• **Data shown**
-*-

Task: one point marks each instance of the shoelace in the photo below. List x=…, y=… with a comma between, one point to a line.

-*-

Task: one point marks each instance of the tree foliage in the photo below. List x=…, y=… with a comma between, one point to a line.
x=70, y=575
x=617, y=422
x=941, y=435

-*-

• **Aim**
Edit the listing lines from the one containing "Task: one point marks each instance of the tree" through the one containing "x=941, y=435", inclusive. Output only those lines, with "foliage" replaced by "canopy" and nothing else changed.

• **Expected answer**
Task: one point marks each instance of the tree canopy in the photo below. List x=…, y=… with a comma between, one point to a line.
x=70, y=575
x=617, y=422
x=941, y=435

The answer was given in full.